───── Цитируемый текст

В Иркутске появилось Средиземье: Молчановка презентует музей оптик и ракурсов

Сплошные неожиданности: новый алфавит, тайга из дождика, ставни как код города

В областной библиотеке имени Молчанова-Сибирского вместо одного из читальных залов появилась черная комната со странным выставочным содержимым, из которого категорически понятна лишь маленькая стеклянная витрина с антикварным изданием – номером журнала «Колокол» позапрошлого века.

Сплошные неожиданности: новый алфавит, тайга из дождика, ставни как код города
Фото: пресс-служба библиотеки им. Молчанова-Сибирского

Все остальное годится, кажется, лишь для интуитивного познания: на стенах—подобие наскальных рисунков, рваные обои в три слоя, в середине – инсталляция из распиленных старинных иркутских наличников, в углу – телевизоры, показывающие фильм 1957 года о строительстве Иркутской ГЭС, в другом углу густо, многослойно навешано от потолка до пола что-то вроде магнитофонной ленты. На входе – набор знаков, которые складываются во что-то вроде «Средиземья» (о надписи скорее догадываешься, чем можешь ее прочесть). Черной комнате предшествует белая – с книжными стеллажами в виде лабиринта, обрывками текста на стенах, местами отдыха. Чувствуется внутренняя логика, но раздражающе неочевидная. Что же это?

Фото: пресс-служба библиотеки им. Молчанова-Сибирского

Куратор и автор выставки Александр Бондарев, иркутский филолог, который сегодня занимается музейными проектами в разных городах страны, все может объяснить – это его проект. Но он настаивает, что постигать пространство, интерпретировать его каждый волен по-своему, в силу возможностей, взглядов, устремлений, интуиции. Никто не может ошибиться, потому что «правильное» прочтение и не подразумевается: главный «экспонат» здесь – мысль, как эстетический объект.

──────────
───── Исходные данные

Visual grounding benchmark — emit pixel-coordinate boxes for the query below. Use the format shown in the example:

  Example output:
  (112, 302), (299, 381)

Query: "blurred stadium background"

──────────

◆ Задание 1:
Ответьте по статье о выставке в иркутской библиотеке:
(a) Какое антикварное издание лежит в маленькой стеклянной витрине?
(b) О чем фильм 1957 года, который показывают телевизоры в углу?
(c) Кто куратор и автор выставки?
◆ Задание 2:
Определите, согласуется ли каждое утверждение со статьей о выставке в иркутской библиотеке:
(a) Перед черной комнатой расположена белая, с книжными стеллажами в виде лабиринта.
(b) Инсталляция в середине черной комнаты собрана из новых пластиковых панелей.
(c) По словам куратора, у выставки есть единственное правильное прочтение.
◆ Задание 3: Продолжите статью о выставке в иркутской библиотеке, начав сразу после ее последнего предложения.

◆ Ожидаемый ответ 1:
(a) Номер журнала «Колокол» позапрошлого века.
(b) О строительстве Иркутской ГЭС.
(c) Александр Бондарев, иркутский филолог.

◆ Ожидаемый ответ 2:
(a) Да: «Черной комнате предшествует белая – с книжными стеллажами в виде лабиринта».
(b) Нет: «в середине – инсталляция из распиленных старинных иркутских наличников».
(c) Нет: «Никто не может ошибиться, потому что «правильное» прочтение и не подразумевается».

◆ Ожидаемый ответ 3:
– Это не коллекция авторов, не коллекция книг. Это коллекция призм восприятия пространства, оптик, хрусталиков, через которые можно смотреть на пространство. В ней нет иерархии – тут и большой писатель, и тот, кто на заборе пишет, в одинаковом положении: оба пишут о пространстве и хотят зафиксироваться в нем, – таков, говорит Александр, главный посыл.

У проекта, конечно, есть тема: он про краеведение как феномен. И называется поэтому «Средиземье» – мол, Иркутск, как известно, середина земли. Название появилось много лет назад для детского пространства, но его эпичность и конвертируемость в «середину земли» подошли для осмысления текстов о Сибири.

Фото: пресс-служба библиотеки им. Молчанова-Сибирского

– Мы пытаемся понять, что такое краеведение вообще и, в частности, здесь, у нас. Это проект не столько литературный, сколько про литературу о месте. Литература о месте – это когда ты слово крепишь к месту, наносишь на пространство или образ места переносишь в текст, в литературу. Условно районы и кварталы Средиземья – это сгустки притяжения слов.

В определенном смысле уже и сама организация этого пространства – исследовательский проект.

– Мы говорим о волшебной стране – стране текстов. И чтобы попасть в волшебную страну, вы должны заблудиться. Как образ – лабиринт из высоких полок с книгами. Здесь соединяются две иллюзии – иллюзия о том, что мир можно структурировать и что мир структурировать нельзя. Поэтому здесь можно поиграть в структуру, поменять или создать ее самим, – объясняет Александр, демонстрируя в белой части пространства стеллажи, где можно переставлять книги, придумывая свою систему.

Авторы проекта, говорит куратор, заметили, что и в XIX, и в XX веке в сибирском тексте сохраняется «убийственная особенность» – ощущение первопроходца. И вот авторы пространства уже примеряют на себя пограничное состояние сознания, сами погружаются «в древность», начинают от истока, когда ничего нет, и все прежние буквы – в слове «Средиземье» – распались «на червячки». Посетителю предлагается этот странный волнующий опыт «откатывания к началу»: мы входим в черное пространство и первым делом сталкиваемся с новым алфавитом, который изобрела творческая группа. Алфавит, как известно, первая и самая главная условность нашего мира. Этот первый «квартал» Средиземья кураторы называют «Славное море». Он о том, о чем всегда первый раздел любого краеведческого музея: о некой древности, в Сибири – от минус бесконечности до XVII века, «до казаков». Сжатое время притягивает самую древнюю этиологическую форму мифа: они появляются, чтобы объяснить пространство – озеро (Байкал), реку (Ангару), посередине – камень (Шаман-камень).  

Фото: пресс-служба библиотеки им. Молчанова-Сибирского

Алфавит разработан по мотивам древних писаниц; складываясь во фразу, фигурки становятся странным караваном, идущим куда-то.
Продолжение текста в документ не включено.